Das Wiederaufgreifensermessen nach § 51 Abs. 5 LVwVfG i.V.m. § 48 Abs. 1 LVwVfG verdichtet sich zu einem Anspruch des Betroffenen, wenn die Aufrechterhaltung der Ausweisung, etwa wegen offensichtlicher Fehlerhaftigkeit des sie bestätigenden gerichtlichen Urteils, schlechthin unerträglich wäre oder wenn die Überprüfung der Ausweisungsverfügung nach der Rechtsprechung des Gerichtshofs der Europäischen Gemeinschaften gemeinschaftsrechtlich geboten ist (vgl. hierzu das Urteil des Senats vom selben Tag in der Sache BVerwG 1 C 26.08 - zur Veröffentlichung in der Entscheidungssammlung BVerwGE vorgesehen). Diese Voraussetzungen liegen hier nicht vor.

Auflistung =>
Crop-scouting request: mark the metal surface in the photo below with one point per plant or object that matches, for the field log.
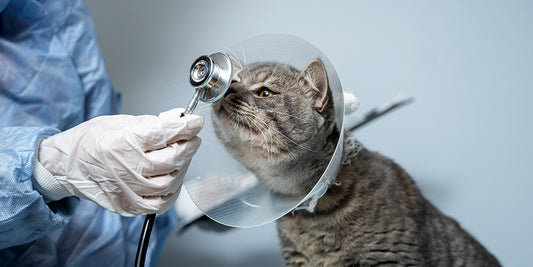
(211, 77)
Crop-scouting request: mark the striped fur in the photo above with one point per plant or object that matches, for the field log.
(373, 216)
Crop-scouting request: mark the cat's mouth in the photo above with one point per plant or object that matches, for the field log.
(249, 129)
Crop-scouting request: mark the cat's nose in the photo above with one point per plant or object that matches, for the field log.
(229, 91)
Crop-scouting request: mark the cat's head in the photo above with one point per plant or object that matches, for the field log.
(278, 121)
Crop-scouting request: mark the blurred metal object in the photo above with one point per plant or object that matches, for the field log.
(211, 77)
(378, 112)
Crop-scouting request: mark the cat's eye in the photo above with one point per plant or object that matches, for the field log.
(265, 92)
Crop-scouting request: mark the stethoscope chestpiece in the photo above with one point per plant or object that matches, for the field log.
(212, 76)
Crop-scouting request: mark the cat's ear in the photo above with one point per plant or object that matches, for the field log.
(315, 72)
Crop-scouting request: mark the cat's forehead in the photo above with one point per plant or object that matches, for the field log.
(267, 71)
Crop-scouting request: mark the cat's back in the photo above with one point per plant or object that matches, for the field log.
(377, 216)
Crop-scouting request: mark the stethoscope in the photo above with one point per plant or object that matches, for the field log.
(211, 77)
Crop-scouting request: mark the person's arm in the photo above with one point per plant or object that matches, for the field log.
(24, 214)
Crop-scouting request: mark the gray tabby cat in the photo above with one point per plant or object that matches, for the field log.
(279, 122)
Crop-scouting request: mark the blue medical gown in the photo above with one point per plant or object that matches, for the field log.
(52, 78)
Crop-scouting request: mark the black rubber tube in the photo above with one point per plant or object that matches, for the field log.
(144, 240)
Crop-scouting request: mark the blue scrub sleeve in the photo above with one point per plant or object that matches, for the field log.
(24, 215)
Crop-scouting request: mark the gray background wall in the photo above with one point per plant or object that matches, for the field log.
(469, 64)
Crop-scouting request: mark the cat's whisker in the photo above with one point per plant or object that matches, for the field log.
(281, 134)
(282, 113)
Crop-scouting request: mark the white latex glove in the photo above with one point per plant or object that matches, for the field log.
(131, 165)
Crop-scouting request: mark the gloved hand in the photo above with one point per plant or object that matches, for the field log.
(131, 165)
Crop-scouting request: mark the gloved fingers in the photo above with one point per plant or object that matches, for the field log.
(170, 158)
(162, 185)
(155, 132)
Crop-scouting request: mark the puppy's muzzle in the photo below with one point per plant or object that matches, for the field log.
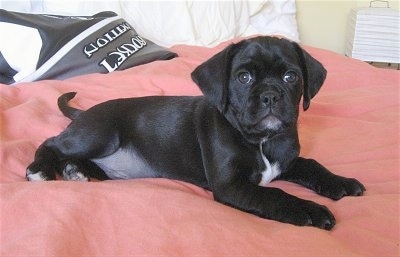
(270, 98)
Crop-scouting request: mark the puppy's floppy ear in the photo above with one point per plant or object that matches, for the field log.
(314, 75)
(212, 77)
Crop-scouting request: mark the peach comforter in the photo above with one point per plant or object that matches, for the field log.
(352, 128)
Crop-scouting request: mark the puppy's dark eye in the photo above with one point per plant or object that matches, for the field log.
(290, 77)
(245, 77)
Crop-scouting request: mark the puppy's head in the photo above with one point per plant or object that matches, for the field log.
(258, 83)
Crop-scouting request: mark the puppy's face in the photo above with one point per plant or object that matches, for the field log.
(258, 83)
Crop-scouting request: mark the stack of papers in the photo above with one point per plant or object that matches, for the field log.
(374, 35)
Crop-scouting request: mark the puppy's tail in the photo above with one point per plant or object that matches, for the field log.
(67, 110)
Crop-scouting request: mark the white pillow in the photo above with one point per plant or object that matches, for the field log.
(190, 22)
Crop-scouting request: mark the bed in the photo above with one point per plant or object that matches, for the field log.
(352, 127)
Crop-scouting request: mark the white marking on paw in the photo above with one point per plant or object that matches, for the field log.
(270, 172)
(35, 176)
(70, 173)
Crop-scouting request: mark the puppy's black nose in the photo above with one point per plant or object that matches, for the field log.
(270, 97)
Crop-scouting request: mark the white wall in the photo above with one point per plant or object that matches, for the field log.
(322, 23)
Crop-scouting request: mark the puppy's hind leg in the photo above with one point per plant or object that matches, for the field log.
(44, 166)
(82, 170)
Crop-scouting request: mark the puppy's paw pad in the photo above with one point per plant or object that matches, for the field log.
(308, 214)
(340, 187)
(35, 176)
(71, 172)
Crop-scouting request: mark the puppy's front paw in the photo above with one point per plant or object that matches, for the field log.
(338, 187)
(71, 172)
(307, 213)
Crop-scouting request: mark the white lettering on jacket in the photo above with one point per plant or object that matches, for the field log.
(110, 36)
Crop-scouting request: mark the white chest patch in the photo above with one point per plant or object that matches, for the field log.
(270, 172)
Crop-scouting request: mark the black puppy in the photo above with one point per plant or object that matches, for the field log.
(238, 137)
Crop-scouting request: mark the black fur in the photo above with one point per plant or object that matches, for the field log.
(252, 91)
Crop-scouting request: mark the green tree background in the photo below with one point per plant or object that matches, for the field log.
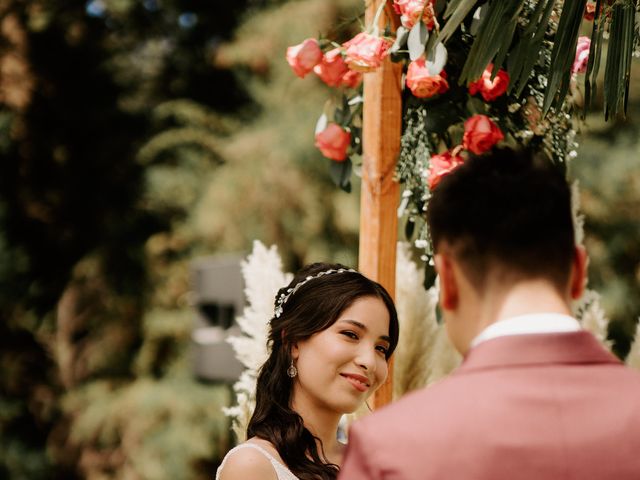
(137, 136)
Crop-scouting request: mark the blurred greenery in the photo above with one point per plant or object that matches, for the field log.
(137, 136)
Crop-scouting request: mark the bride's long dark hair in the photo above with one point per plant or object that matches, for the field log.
(314, 307)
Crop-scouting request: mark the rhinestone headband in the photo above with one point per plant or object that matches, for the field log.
(282, 299)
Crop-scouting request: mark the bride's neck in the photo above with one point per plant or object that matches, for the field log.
(323, 425)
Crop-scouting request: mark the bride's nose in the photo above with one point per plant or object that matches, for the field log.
(366, 358)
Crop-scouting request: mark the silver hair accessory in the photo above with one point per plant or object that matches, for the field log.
(282, 299)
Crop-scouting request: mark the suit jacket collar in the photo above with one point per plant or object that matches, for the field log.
(537, 349)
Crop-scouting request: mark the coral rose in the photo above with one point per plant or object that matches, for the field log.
(582, 55)
(351, 79)
(411, 11)
(421, 83)
(304, 56)
(332, 68)
(440, 165)
(333, 142)
(365, 52)
(490, 89)
(480, 134)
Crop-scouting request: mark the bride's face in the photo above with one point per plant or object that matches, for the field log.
(338, 368)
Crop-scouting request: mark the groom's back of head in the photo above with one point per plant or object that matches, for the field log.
(506, 208)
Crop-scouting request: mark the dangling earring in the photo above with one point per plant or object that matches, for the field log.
(292, 371)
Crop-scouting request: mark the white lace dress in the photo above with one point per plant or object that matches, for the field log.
(282, 472)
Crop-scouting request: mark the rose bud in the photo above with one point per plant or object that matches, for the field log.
(332, 68)
(582, 55)
(480, 134)
(490, 89)
(440, 165)
(421, 83)
(365, 52)
(333, 142)
(304, 57)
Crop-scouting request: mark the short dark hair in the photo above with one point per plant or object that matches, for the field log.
(314, 307)
(507, 207)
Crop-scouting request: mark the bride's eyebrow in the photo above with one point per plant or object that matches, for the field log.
(362, 326)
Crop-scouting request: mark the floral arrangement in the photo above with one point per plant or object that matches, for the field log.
(475, 74)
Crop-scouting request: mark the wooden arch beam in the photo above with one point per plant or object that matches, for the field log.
(382, 124)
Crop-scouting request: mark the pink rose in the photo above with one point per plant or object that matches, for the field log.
(304, 57)
(351, 79)
(441, 165)
(490, 89)
(333, 142)
(365, 52)
(421, 83)
(411, 11)
(332, 68)
(582, 55)
(480, 134)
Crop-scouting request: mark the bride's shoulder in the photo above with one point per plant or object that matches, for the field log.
(248, 460)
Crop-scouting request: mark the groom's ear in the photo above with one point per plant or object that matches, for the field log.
(448, 284)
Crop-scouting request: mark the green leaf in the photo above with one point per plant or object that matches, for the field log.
(491, 36)
(527, 52)
(401, 39)
(456, 12)
(595, 54)
(563, 53)
(341, 174)
(417, 40)
(409, 228)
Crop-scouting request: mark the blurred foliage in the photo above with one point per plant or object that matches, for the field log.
(607, 169)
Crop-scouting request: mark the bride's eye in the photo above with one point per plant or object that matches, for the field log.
(350, 334)
(383, 349)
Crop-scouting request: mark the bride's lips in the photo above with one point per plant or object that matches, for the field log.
(359, 382)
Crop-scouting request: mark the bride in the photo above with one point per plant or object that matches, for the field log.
(330, 339)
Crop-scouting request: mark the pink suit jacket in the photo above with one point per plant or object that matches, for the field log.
(526, 407)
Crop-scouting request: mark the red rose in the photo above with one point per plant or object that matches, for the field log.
(490, 89)
(582, 55)
(332, 68)
(304, 57)
(421, 83)
(333, 142)
(365, 52)
(440, 165)
(411, 11)
(480, 134)
(351, 79)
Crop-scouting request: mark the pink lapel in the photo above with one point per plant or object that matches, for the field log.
(537, 349)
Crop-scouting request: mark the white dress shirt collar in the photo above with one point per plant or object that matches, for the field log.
(535, 323)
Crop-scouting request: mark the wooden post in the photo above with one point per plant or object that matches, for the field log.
(382, 117)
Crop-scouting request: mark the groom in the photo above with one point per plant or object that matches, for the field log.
(536, 397)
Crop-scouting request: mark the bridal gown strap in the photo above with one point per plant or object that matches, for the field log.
(282, 472)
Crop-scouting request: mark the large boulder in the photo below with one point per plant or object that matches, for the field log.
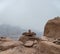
(29, 43)
(52, 28)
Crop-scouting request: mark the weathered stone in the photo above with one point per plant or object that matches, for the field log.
(52, 28)
(29, 43)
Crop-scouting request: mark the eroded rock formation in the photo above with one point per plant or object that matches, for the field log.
(52, 28)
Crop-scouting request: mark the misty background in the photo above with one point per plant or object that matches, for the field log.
(17, 16)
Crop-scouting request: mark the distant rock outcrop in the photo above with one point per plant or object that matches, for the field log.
(52, 28)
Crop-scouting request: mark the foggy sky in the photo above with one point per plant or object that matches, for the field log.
(28, 14)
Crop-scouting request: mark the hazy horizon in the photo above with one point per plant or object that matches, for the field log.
(28, 14)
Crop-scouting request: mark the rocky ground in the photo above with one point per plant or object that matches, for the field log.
(29, 43)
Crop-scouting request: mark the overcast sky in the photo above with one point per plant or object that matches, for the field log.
(28, 14)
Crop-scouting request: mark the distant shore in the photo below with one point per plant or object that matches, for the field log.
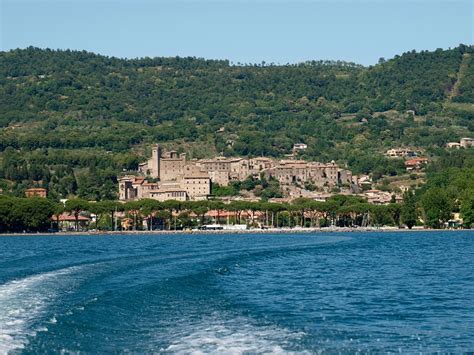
(246, 231)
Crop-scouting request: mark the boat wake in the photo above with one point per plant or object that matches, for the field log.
(23, 301)
(231, 336)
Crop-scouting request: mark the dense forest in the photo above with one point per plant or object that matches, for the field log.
(72, 121)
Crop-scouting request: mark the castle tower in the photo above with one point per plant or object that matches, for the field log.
(155, 161)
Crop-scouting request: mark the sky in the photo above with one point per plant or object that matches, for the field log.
(243, 31)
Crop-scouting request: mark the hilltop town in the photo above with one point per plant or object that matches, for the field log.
(171, 176)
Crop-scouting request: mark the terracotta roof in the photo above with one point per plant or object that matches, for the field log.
(66, 217)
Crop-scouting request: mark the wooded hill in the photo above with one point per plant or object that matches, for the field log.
(72, 113)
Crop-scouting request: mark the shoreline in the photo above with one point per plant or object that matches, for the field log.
(230, 231)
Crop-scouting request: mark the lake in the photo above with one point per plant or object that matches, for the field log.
(320, 292)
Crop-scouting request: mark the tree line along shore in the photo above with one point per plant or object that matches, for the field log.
(18, 215)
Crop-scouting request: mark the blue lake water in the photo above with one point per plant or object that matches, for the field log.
(321, 292)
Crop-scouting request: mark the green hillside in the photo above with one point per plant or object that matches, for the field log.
(74, 120)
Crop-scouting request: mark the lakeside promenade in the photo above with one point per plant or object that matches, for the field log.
(296, 230)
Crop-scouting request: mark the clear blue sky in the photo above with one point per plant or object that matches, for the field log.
(277, 31)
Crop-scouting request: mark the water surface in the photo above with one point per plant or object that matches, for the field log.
(322, 292)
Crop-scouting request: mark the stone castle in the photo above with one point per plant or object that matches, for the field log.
(177, 178)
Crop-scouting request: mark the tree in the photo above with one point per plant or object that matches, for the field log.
(467, 210)
(408, 211)
(436, 206)
(76, 206)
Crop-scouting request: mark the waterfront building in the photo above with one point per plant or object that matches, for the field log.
(35, 192)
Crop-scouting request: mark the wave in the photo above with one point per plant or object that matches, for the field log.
(218, 335)
(23, 301)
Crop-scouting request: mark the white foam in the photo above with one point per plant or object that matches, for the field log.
(234, 336)
(22, 301)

Aufgabenstellung 1 => Fassen Sie den Absatz des Textauszugs, der mit „Das Wiederaufgreifensermessen nach § 51 Abs. 5 LVwVfG“ beginnt, kürzer als Stichpunktliste zusammen, ohne seine wesentlichen Aussagen zu verlieren.
Aufgabenstellung 2 => Schreiben Sie aus dem Textauszug den Abschnitt ab, der bei den Worten „Das Wiederaufgreifensermessen nach“ einsetzt, und enden Sie nach den Worten „hier nicht vor.“.
Aufgabenstellung 3 =>
Beantworten Sie anhand des Textauszugs kurz die folgenden Fragen:
(a) In Verbindung mit welcher Vorschrift wird § 51 Abs. 5 LVwVfG genannt?
(b) Welches Aktenzeichen trägt das Urteil des Senats, auf das verwiesen wird?
(c) Liegen die genannten Voraussetzungen im vorliegenden Fall vor?

Vollständige Antwort 1 =>
- Das Wiederaufgreifensermessen (§ 51 Abs. 5 i.V.m. § 48 Abs. 1 LVwVfG) verdichtet sich zu einem Anspruch des Betroffenen, wenn:
  - die Aufrechterhaltung der Ausweisung schlechthin unerträglich wäre, etwa weil das bestätigende Urteil offensichtlich fehlerhaft ist, oder
  - die Überprüfung der Ausweisungsverfügung nach der Rechtsprechung des Gerichtshofs der Europäischen Gemeinschaften gemeinschaftsrechtlich geboten ist.
- Verweis: Senatsurteil vom selben Tag, BVerwG 1 C 26.08 (zur Veröffentlichung in BVerwGE vorgesehen).
- Im vorliegenden Fall sind diese Voraussetzungen nicht erfüllt.

Vollständige Antwort 2 =>
Das Wiederaufgreifensermessen nach § 51 Abs. 5 LVwVfG i.V.m. § 48 Abs. 1 LVwVfG verdichtet sich zu einem Anspruch des Betroffenen, wenn die Aufrechterhaltung der Ausweisung, etwa wegen offensichtlicher Fehlerhaftigkeit des sie bestätigenden gerichtlichen Urteils, schlechthin unerträglich wäre oder wenn die Überprüfung der Ausweisungsverfügung nach der Rechtsprechung des Gerichtshofs der Europäischen Gemeinschaften gemeinschaftsrechtlich geboten ist (vgl. hierzu das Urteil des Senats vom selben Tag in der Sache BVerwG 1 C 26.08 - zur Veröffentlichung in der Entscheidungssammlung BVerwGE vorgesehen). Diese Voraussetzungen liegen hier nicht vor.

Vollständige Antwort 3 =>
(a) § 48 Abs. 1 LVwVfG
(b) BVerwG 1 C 26.08
(c) Nein, sie liegen nicht vor.